Task: Take the listing below and print exactly the lines starting at the line containing "TARGET: red brick building" and ending at the line containing "TARGET: white stone column", both ends included, and no others.

Records:

==========

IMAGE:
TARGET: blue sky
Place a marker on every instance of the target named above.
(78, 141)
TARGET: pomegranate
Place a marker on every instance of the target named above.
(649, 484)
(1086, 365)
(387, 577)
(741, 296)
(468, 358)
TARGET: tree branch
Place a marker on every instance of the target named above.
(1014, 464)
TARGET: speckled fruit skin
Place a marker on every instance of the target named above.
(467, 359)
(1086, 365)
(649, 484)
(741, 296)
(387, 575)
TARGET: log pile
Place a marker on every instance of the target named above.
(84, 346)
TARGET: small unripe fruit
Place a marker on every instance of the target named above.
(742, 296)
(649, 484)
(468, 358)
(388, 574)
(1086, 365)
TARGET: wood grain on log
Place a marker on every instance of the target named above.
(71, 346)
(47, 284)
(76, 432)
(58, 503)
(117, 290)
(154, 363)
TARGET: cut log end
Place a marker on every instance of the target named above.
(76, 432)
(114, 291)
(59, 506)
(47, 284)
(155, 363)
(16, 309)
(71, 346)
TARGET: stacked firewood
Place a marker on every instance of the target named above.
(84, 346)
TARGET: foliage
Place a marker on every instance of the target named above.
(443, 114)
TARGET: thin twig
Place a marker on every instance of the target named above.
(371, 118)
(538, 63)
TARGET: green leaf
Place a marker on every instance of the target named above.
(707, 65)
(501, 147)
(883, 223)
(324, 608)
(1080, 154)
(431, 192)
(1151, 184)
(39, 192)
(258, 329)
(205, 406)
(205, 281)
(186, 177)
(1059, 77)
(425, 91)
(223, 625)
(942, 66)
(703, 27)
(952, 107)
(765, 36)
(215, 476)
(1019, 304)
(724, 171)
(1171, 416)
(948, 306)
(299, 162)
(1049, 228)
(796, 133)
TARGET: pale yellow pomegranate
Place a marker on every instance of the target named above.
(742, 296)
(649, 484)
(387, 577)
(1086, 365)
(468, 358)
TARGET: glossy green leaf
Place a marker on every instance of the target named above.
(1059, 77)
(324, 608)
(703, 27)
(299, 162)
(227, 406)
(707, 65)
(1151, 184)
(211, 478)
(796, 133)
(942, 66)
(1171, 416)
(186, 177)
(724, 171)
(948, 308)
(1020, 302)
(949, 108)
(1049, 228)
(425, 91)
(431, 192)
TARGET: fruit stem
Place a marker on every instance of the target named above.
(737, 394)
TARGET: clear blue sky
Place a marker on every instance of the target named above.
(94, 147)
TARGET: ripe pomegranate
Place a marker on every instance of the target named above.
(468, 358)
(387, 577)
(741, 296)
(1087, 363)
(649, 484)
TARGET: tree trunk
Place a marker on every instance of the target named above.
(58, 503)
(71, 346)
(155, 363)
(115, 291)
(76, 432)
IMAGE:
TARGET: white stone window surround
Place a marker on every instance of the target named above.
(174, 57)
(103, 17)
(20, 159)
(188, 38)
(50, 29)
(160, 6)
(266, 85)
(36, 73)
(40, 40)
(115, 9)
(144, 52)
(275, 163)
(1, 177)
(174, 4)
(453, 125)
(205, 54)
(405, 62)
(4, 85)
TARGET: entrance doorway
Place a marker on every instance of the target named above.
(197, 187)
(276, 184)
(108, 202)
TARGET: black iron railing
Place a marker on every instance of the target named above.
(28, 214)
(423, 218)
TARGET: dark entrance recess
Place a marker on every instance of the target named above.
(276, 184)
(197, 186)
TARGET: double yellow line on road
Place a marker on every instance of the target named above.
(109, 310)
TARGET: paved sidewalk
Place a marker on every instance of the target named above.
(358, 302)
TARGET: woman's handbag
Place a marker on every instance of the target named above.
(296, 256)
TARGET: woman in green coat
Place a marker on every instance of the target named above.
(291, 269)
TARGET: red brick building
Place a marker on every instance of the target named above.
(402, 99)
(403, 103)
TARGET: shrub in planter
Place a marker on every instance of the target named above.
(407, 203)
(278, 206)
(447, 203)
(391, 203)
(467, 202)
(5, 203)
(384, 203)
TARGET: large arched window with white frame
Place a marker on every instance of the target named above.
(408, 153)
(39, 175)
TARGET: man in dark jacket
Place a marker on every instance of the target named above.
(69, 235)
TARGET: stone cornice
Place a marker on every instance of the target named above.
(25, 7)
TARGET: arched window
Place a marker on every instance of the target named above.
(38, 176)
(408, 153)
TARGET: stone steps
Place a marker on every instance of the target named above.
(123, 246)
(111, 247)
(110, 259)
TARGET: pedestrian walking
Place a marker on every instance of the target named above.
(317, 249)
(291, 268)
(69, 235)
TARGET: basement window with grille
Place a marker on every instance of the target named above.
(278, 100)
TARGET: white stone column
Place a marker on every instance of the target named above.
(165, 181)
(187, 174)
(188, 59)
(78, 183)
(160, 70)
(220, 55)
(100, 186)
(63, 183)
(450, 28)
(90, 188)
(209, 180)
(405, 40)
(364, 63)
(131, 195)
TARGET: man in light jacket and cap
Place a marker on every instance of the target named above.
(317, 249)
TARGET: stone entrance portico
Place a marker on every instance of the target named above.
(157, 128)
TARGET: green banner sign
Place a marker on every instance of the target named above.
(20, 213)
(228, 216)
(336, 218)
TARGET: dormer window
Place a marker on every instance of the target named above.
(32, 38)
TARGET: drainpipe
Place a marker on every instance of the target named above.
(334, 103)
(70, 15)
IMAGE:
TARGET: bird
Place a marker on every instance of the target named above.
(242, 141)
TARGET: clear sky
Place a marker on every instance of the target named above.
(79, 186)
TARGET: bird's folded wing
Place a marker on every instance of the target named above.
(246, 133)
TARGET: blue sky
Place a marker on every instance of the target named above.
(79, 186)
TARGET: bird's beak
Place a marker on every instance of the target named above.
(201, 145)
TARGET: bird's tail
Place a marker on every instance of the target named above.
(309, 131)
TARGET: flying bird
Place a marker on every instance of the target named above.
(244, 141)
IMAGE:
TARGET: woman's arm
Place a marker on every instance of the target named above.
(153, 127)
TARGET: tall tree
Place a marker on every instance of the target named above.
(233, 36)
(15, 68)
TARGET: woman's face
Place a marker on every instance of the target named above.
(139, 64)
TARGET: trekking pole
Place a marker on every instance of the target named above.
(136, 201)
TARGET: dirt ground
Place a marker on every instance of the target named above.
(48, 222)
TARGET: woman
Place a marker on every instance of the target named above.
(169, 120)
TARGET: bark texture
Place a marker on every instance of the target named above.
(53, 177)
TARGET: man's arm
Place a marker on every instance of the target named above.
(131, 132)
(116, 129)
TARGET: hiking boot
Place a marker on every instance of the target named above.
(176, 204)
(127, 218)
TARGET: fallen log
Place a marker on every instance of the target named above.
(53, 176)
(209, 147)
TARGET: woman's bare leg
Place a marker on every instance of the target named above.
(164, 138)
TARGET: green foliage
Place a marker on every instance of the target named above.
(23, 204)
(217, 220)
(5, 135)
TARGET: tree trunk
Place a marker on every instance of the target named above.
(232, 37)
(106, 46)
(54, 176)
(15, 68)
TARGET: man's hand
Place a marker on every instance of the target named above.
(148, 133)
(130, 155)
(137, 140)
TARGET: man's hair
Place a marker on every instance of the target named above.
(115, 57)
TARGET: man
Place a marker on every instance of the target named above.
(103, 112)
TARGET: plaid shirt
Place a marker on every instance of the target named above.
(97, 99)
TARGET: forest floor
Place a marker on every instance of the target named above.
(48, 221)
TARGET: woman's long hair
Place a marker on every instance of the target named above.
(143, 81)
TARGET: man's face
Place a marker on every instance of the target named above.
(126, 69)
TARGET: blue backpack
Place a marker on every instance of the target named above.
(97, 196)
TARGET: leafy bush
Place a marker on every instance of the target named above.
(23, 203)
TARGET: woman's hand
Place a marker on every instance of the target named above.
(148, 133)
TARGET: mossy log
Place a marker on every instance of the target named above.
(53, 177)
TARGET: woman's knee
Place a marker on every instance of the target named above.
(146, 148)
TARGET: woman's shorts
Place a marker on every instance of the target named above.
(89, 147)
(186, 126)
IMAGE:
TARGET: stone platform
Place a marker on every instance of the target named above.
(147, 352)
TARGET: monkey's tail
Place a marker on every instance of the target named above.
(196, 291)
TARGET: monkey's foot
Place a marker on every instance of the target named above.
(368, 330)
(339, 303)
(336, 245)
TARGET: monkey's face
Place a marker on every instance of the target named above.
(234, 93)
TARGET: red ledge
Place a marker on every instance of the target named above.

==========

Worked solution:
TARGET: red brick building
Place a marker on every instance of the target named above.
(402, 99)
(403, 103)
TARGET: shrub in planter
Place a marker on every instance of the target named above.
(407, 203)
(278, 206)
(447, 203)
(391, 203)
(467, 202)
(5, 203)
(384, 203)
TARGET: large arched window with white frame
Place a marker on every instance of the target named above.
(408, 153)
(39, 175)
TARGET: man in dark jacket
Place a marker on every instance of the target named above.
(69, 235)
TARGET: stone cornice
Place a marker on every instance of the target named above.
(25, 7)
TARGET: arched window
Place a marker on every instance of the target named above.
(38, 176)
(408, 153)
TARGET: stone steps
Place a marker on every instance of the target named above.
(123, 246)
(111, 247)
(110, 259)
TARGET: pedestrian walking
Place a marker on every instance of the target named above.
(317, 249)
(291, 268)
(69, 235)
TARGET: basement window with grille
Place a marker on every instance of the target named above.
(278, 100)
TARGET: white stone column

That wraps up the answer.